Your reply should be an exact copy of the lines from the one that holds "point: horse's ear" to the end of the data below.

Region pointing data
-------

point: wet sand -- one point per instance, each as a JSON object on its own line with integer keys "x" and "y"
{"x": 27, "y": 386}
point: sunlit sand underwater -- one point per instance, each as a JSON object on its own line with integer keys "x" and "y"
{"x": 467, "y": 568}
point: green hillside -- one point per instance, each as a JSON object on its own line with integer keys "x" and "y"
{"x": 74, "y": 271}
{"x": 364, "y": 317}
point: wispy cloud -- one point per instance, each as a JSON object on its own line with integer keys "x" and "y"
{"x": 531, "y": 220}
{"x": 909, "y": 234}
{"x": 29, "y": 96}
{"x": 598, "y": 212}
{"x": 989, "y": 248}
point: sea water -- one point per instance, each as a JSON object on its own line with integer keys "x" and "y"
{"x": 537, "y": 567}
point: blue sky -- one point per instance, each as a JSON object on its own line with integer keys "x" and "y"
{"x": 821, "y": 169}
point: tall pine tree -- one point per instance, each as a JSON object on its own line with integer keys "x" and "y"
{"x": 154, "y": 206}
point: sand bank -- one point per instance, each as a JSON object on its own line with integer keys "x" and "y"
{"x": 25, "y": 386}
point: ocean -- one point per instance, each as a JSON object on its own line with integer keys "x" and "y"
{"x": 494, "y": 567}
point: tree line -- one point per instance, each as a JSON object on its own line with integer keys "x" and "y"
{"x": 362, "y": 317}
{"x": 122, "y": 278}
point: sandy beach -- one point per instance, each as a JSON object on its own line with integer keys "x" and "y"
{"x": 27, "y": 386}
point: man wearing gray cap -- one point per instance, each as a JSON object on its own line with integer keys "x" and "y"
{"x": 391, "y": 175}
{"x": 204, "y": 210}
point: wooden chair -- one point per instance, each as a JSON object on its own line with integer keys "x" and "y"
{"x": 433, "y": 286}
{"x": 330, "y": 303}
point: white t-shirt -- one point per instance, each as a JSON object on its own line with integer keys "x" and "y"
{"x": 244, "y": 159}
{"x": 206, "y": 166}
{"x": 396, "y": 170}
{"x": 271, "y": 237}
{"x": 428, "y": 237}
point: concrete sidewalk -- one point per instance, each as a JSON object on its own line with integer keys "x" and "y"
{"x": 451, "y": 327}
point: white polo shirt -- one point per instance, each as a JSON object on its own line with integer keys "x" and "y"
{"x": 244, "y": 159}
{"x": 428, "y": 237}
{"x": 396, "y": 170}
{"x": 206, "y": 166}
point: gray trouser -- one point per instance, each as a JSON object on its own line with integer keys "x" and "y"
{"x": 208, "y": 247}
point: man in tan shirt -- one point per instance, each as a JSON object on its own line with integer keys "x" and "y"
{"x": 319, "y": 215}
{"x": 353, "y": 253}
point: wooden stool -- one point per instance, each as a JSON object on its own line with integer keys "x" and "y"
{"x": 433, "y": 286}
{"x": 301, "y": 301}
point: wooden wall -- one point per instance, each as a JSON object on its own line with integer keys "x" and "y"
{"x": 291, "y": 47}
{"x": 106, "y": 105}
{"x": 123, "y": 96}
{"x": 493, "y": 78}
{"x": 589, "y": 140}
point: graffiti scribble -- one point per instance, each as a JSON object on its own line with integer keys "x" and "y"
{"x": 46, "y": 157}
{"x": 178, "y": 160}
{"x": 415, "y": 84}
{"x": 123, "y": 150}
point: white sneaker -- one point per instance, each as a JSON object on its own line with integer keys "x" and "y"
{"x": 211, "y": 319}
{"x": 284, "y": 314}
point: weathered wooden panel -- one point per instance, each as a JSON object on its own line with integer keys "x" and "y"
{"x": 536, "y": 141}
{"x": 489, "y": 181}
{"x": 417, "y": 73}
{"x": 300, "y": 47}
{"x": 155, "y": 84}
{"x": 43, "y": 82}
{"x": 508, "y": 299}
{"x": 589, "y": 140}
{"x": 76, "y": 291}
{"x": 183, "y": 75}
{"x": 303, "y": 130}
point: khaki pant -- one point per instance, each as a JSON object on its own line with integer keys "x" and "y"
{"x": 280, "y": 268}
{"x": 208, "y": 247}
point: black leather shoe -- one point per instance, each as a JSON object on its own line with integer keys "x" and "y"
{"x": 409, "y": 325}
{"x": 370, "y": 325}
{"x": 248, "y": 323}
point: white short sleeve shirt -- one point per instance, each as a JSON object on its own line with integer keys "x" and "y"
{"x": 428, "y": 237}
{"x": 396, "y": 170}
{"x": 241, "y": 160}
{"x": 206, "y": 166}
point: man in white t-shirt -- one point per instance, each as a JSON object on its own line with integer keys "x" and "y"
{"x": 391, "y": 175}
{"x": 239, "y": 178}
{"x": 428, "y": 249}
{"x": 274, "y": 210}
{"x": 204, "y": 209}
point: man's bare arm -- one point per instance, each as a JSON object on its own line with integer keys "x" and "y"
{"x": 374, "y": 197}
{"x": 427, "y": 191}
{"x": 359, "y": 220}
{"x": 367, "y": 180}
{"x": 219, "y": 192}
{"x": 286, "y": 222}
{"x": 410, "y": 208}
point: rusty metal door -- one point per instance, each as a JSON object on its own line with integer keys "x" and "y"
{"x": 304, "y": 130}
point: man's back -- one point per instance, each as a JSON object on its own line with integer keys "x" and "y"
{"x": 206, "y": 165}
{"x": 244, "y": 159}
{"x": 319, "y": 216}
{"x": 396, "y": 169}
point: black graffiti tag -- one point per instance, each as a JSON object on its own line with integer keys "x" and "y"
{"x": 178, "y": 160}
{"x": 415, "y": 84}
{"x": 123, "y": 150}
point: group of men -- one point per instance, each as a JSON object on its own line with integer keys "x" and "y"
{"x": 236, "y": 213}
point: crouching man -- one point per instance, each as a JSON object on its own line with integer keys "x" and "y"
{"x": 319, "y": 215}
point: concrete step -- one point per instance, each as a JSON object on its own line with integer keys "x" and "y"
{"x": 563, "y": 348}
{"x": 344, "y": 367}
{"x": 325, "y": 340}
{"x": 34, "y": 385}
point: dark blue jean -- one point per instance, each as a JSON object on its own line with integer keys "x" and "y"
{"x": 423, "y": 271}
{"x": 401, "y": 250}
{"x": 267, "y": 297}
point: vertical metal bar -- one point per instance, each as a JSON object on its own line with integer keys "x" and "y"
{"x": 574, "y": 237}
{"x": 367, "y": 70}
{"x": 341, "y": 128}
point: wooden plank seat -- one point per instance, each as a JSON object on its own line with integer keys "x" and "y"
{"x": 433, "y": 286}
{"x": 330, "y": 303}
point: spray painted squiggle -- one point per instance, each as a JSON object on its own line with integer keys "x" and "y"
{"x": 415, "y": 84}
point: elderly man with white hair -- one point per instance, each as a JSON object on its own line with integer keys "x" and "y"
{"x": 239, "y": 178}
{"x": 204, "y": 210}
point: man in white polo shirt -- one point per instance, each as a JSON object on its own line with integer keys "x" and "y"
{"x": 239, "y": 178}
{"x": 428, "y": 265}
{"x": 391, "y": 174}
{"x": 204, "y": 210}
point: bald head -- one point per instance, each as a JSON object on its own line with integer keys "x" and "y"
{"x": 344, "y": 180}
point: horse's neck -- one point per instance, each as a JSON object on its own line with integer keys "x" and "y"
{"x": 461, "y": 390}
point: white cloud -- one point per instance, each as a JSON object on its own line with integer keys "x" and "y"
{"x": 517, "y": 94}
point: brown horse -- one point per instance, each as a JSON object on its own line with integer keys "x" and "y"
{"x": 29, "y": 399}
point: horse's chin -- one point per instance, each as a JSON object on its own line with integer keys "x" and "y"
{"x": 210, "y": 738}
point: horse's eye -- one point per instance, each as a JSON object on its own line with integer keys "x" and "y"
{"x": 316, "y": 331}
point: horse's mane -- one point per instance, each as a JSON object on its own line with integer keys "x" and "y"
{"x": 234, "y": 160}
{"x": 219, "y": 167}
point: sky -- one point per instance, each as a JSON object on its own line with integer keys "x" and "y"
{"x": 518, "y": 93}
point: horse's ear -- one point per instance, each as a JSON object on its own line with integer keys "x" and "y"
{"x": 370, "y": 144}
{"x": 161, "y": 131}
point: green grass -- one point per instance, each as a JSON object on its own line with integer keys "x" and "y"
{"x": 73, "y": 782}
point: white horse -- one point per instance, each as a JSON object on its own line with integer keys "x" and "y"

-------

• [Exercise answer]
point: horse's ear -- one point per instance, each as a JSON object on its own line with integer keys "x" and "y"
{"x": 370, "y": 144}
{"x": 161, "y": 131}
point: green grass -- one point per instance, each as a JSON object on its own line with integer keys "x" and "y"
{"x": 73, "y": 782}
point: white horse -- one point per instance, each as a JSON object on its own line with integer keys "x" and "y"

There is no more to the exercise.